Records for processing:
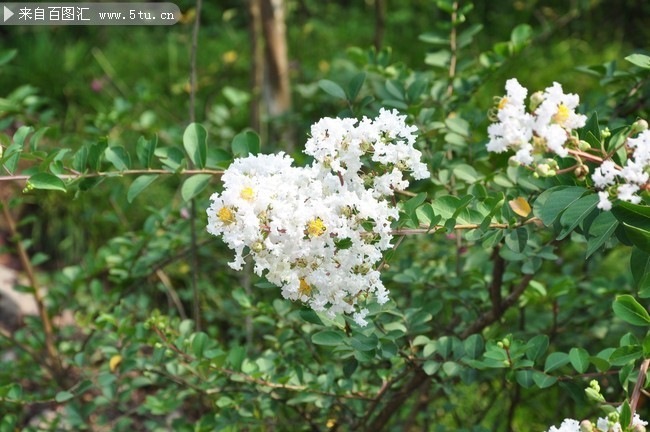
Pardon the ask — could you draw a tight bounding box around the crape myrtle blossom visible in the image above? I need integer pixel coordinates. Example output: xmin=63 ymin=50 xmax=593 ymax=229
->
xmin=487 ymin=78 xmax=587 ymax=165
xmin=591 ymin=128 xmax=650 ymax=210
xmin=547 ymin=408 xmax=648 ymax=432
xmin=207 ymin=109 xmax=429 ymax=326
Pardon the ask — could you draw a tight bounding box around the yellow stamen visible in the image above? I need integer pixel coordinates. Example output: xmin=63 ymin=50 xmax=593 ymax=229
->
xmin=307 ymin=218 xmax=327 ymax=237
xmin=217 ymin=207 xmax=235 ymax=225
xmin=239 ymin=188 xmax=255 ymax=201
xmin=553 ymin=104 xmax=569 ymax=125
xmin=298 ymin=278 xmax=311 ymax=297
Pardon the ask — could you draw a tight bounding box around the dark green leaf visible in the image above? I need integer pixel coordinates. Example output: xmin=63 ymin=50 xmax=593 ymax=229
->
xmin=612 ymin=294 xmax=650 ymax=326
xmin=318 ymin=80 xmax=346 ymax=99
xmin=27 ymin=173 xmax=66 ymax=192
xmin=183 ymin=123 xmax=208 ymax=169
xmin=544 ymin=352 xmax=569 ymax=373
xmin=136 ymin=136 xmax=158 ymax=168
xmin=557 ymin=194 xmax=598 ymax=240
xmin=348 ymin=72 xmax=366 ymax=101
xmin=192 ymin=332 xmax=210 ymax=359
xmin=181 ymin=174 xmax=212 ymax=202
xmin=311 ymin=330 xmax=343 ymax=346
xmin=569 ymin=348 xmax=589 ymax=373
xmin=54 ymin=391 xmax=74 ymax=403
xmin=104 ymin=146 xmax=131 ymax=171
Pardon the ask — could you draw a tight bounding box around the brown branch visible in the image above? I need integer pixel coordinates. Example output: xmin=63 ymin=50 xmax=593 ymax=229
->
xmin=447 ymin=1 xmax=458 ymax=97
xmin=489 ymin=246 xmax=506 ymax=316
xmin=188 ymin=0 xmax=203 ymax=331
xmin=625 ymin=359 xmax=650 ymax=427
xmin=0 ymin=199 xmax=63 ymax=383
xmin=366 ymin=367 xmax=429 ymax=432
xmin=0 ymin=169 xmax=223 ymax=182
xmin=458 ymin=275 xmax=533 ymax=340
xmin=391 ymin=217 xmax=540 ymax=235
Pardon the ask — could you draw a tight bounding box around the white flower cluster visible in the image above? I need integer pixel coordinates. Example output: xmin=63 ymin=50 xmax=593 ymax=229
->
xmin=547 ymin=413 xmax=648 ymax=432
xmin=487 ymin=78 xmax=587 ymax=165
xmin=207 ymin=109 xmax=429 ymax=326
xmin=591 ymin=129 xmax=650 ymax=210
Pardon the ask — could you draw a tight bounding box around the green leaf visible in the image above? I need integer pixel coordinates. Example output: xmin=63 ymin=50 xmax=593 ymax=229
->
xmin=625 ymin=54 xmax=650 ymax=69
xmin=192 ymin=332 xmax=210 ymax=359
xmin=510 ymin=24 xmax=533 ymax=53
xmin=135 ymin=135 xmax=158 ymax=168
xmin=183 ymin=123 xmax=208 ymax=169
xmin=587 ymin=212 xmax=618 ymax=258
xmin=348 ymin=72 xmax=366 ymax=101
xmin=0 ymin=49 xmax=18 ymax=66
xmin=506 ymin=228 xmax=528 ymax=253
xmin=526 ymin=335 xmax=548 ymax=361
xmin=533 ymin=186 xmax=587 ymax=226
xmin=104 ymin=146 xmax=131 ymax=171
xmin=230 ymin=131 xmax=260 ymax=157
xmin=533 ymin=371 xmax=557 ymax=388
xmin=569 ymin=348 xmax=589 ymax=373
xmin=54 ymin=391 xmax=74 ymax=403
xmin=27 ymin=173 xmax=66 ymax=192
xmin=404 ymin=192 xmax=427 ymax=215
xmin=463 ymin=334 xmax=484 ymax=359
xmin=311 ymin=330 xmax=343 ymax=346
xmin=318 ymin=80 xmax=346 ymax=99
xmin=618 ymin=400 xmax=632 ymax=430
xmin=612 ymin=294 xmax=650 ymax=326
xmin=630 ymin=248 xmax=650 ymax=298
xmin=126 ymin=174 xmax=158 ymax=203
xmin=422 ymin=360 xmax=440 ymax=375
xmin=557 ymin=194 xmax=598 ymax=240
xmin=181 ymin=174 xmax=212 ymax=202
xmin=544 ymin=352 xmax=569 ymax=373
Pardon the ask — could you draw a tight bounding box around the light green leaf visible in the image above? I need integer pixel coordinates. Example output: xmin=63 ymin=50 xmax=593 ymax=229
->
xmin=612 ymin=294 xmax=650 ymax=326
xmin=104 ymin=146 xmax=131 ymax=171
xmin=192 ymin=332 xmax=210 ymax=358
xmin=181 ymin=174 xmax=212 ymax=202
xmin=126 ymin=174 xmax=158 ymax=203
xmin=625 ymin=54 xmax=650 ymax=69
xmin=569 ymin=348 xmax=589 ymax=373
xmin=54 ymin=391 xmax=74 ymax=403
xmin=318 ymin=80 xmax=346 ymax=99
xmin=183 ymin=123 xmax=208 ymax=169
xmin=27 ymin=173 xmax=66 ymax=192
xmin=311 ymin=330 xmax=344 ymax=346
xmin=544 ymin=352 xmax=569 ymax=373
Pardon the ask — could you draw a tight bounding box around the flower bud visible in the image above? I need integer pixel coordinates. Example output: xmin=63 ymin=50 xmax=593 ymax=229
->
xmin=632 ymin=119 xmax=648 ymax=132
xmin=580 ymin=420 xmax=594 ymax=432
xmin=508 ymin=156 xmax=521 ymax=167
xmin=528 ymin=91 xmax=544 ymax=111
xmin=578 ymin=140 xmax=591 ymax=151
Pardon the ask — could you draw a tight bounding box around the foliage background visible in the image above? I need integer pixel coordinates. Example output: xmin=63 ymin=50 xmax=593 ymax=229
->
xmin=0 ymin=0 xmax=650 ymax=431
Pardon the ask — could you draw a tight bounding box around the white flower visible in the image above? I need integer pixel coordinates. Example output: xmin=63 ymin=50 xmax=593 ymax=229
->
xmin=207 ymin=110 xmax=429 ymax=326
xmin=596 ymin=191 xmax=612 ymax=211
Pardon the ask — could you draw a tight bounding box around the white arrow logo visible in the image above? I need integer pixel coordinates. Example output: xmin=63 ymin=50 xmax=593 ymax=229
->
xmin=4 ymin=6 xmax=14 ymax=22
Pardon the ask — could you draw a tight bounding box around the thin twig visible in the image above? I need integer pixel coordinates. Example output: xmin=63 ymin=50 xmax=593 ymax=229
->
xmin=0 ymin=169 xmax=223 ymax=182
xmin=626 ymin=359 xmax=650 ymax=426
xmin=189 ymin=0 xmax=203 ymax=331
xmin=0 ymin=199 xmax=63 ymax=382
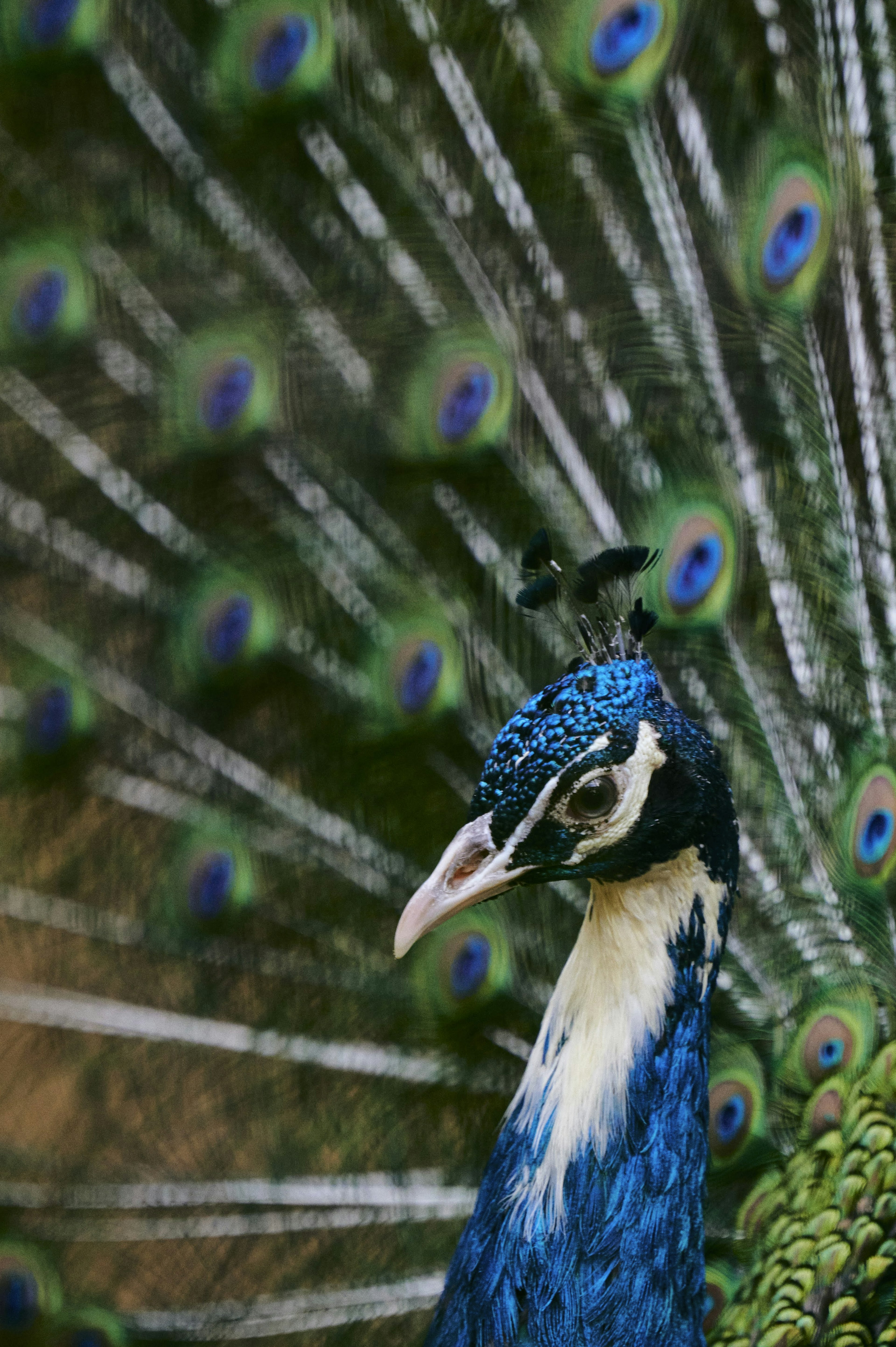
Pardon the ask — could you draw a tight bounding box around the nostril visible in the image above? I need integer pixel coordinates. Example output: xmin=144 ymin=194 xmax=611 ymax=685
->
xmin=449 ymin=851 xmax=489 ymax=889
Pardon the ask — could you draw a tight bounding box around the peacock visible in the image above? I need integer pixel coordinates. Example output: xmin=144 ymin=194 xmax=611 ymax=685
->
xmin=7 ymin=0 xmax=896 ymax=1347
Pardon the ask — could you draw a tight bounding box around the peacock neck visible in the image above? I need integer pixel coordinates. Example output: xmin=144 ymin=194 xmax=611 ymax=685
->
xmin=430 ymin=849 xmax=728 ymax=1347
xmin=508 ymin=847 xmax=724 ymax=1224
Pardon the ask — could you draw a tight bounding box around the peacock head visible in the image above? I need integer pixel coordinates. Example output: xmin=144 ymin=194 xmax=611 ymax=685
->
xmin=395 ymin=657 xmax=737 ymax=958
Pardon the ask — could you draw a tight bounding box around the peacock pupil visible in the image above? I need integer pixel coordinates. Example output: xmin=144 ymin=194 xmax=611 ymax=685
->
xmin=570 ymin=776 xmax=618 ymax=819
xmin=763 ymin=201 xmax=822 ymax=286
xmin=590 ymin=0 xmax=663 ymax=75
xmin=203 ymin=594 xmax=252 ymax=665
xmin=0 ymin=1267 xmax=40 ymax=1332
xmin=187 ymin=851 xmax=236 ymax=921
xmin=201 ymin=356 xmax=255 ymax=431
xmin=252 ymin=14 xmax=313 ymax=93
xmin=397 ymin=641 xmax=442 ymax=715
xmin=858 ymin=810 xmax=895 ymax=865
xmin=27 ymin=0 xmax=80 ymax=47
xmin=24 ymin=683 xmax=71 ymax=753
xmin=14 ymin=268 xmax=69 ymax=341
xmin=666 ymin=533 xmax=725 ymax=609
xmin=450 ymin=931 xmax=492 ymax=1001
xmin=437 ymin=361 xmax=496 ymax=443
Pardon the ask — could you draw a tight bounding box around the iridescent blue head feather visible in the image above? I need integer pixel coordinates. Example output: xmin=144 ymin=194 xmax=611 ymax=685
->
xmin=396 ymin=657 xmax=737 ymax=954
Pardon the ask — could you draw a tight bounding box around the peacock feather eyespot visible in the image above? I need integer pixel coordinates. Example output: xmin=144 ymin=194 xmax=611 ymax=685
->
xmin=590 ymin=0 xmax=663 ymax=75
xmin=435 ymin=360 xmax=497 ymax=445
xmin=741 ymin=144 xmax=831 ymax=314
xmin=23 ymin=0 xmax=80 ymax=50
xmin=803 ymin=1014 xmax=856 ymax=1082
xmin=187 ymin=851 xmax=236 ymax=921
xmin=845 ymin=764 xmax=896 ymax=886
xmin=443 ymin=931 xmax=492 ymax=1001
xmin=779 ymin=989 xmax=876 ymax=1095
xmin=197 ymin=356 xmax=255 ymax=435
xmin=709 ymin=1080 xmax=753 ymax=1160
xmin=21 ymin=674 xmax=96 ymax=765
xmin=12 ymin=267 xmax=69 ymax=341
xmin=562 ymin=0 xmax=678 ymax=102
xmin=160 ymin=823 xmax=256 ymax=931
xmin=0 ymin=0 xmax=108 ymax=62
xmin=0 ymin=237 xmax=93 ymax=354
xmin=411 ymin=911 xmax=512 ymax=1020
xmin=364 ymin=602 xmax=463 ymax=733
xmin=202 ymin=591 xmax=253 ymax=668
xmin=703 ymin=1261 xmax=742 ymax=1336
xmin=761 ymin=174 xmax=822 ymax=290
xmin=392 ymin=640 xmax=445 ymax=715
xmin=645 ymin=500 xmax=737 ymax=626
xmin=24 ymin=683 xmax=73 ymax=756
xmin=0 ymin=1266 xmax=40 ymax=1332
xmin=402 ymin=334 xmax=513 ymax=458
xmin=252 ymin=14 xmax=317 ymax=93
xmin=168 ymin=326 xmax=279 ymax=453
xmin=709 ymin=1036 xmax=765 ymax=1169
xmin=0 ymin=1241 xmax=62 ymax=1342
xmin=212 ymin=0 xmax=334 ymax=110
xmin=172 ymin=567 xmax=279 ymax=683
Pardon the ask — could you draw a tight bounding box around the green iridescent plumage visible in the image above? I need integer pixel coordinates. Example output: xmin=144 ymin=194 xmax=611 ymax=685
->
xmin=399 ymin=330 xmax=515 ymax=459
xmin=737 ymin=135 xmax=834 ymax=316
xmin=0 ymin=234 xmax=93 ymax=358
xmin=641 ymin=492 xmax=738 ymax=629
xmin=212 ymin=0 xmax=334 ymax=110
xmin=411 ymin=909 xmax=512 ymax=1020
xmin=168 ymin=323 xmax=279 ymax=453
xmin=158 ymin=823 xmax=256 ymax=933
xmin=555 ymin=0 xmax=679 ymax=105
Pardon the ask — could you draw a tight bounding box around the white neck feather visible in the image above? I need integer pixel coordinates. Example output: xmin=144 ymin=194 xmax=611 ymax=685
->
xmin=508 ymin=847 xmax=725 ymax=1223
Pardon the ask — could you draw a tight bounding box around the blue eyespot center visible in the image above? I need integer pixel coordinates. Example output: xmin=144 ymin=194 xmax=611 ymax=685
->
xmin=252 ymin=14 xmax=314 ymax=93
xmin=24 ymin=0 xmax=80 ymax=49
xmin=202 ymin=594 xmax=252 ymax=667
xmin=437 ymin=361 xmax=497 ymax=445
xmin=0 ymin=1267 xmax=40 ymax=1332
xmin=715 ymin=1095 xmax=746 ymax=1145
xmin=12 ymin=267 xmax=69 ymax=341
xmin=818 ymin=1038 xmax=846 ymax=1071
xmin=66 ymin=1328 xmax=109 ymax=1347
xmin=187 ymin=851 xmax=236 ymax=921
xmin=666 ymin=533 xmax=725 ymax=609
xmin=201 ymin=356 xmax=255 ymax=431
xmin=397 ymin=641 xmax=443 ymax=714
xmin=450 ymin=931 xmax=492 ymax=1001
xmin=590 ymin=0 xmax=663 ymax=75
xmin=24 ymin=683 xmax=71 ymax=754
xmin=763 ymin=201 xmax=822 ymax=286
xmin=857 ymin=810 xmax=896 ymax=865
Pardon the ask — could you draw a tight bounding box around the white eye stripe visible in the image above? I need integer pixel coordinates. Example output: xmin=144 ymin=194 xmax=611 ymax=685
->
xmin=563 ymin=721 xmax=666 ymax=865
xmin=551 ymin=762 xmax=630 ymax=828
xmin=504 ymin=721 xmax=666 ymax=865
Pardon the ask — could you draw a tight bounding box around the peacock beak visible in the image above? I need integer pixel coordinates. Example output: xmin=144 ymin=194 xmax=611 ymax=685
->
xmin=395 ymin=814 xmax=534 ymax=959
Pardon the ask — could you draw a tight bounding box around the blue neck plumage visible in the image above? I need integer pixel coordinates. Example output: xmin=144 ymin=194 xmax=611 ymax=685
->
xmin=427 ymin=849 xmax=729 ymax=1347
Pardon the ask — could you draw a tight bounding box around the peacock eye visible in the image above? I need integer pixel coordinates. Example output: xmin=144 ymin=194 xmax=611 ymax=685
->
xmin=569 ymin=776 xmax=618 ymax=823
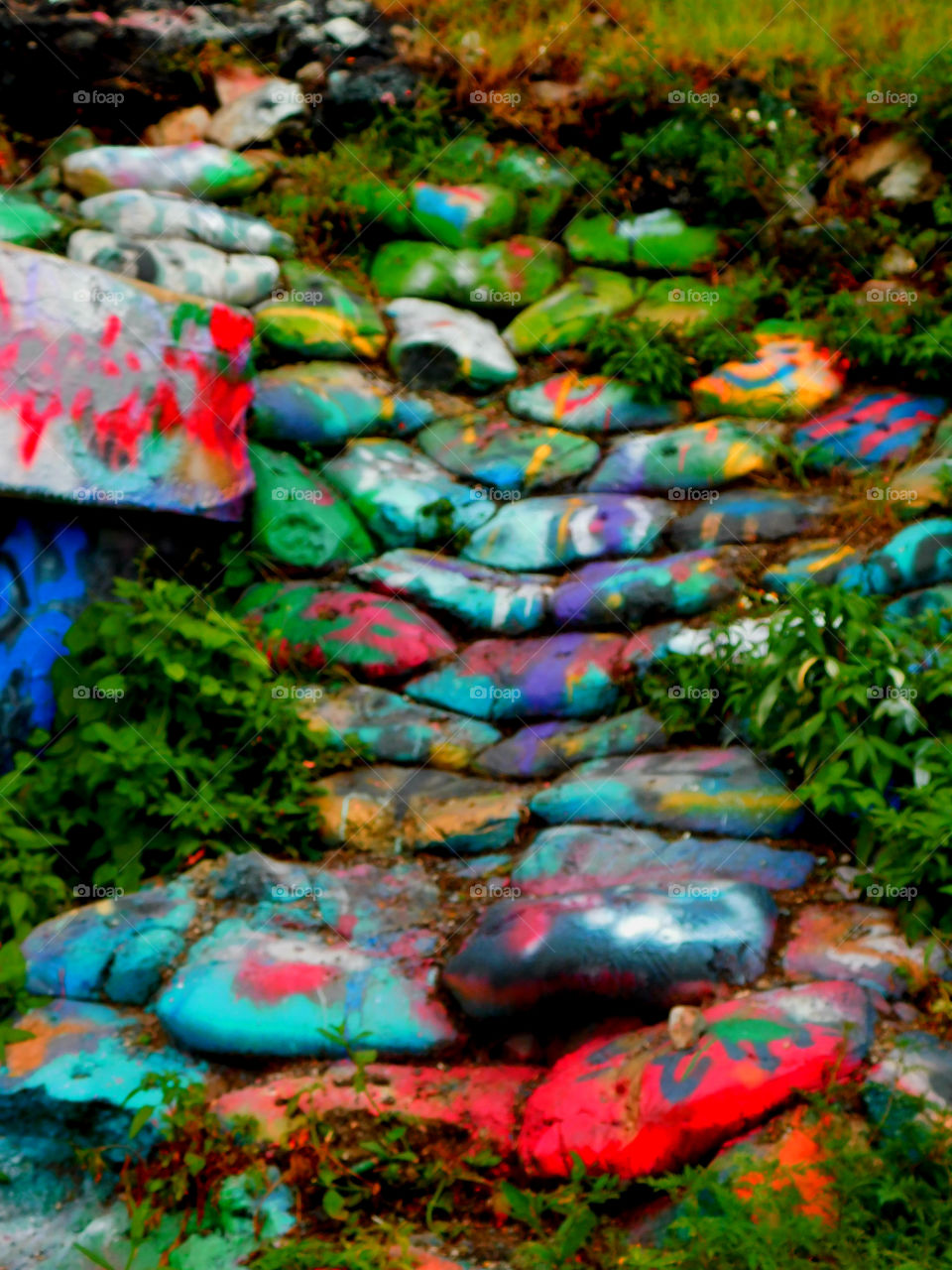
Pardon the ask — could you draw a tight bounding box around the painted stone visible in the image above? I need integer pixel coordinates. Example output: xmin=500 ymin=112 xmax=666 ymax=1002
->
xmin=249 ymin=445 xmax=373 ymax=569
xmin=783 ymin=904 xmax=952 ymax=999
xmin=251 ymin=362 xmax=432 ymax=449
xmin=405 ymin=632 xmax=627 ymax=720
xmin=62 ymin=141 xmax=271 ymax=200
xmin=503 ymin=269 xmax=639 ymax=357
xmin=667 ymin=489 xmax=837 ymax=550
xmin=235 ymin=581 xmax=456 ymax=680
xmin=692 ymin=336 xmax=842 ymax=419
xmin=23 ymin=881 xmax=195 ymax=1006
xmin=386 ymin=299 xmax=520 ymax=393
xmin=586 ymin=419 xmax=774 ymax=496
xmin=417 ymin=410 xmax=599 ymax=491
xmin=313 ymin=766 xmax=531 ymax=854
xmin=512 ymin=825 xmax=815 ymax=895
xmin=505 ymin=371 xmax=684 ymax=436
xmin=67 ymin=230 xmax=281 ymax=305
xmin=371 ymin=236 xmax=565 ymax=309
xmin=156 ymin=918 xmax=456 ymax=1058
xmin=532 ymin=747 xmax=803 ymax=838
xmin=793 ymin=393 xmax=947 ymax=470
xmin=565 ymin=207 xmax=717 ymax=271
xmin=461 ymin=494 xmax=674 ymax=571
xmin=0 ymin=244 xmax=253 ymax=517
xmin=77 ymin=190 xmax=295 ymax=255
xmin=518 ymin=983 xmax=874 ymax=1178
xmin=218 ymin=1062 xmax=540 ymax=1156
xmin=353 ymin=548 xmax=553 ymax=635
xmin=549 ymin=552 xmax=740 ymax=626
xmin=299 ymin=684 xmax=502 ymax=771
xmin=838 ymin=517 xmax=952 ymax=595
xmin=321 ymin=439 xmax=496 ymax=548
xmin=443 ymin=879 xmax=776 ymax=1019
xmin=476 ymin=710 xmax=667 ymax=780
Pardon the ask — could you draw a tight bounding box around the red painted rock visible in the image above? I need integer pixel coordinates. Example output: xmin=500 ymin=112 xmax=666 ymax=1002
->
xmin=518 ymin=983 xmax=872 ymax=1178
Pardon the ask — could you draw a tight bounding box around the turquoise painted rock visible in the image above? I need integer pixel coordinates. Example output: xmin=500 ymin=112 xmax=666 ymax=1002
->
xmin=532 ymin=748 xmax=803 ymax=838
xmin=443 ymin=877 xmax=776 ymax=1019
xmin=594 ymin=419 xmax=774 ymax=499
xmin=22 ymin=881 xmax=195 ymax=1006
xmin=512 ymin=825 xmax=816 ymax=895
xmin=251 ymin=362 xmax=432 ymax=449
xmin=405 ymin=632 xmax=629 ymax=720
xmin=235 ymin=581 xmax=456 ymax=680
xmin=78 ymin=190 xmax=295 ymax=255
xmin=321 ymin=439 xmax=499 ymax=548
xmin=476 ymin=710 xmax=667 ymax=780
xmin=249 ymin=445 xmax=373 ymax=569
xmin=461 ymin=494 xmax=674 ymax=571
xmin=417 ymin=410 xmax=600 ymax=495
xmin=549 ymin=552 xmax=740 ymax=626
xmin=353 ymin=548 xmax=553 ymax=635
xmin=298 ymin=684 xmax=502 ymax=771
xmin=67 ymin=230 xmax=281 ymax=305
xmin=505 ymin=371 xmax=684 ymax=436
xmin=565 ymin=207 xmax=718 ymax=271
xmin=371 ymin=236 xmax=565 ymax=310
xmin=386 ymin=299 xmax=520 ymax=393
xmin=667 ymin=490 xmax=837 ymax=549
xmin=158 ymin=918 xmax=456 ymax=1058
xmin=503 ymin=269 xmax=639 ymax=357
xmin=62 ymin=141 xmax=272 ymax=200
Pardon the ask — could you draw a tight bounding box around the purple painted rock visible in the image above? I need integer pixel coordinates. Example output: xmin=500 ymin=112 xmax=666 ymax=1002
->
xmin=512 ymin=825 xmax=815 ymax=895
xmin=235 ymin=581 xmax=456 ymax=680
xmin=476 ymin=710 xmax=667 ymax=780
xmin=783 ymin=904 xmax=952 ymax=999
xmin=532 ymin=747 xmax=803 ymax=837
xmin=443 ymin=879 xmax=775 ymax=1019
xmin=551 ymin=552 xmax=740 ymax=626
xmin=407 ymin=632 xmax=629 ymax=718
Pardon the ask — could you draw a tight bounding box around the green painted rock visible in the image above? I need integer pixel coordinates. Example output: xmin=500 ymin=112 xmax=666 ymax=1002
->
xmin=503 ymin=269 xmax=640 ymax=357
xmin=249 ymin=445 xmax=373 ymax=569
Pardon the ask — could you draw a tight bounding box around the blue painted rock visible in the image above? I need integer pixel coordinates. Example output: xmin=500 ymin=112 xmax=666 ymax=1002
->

The problem:
Return the lines beginning at the one that contains "the green painted" and continuing through the last line of the data, exactly as they stand and without any others.

Written solution:
Pardon the ask — could you draw a tight bounding box around the green painted rock visible in the image above? I need integer pixel coordinates. Example output: xmin=500 ymin=112 xmax=666 ymax=1002
->
xmin=503 ymin=269 xmax=640 ymax=357
xmin=249 ymin=445 xmax=373 ymax=569
Pardon the ask — could you draw a tight bounding box around the blue painted rock visible in the image above? I need integer pixel coordinates. Example output: xmin=500 ymin=112 xmax=666 ymax=1002
->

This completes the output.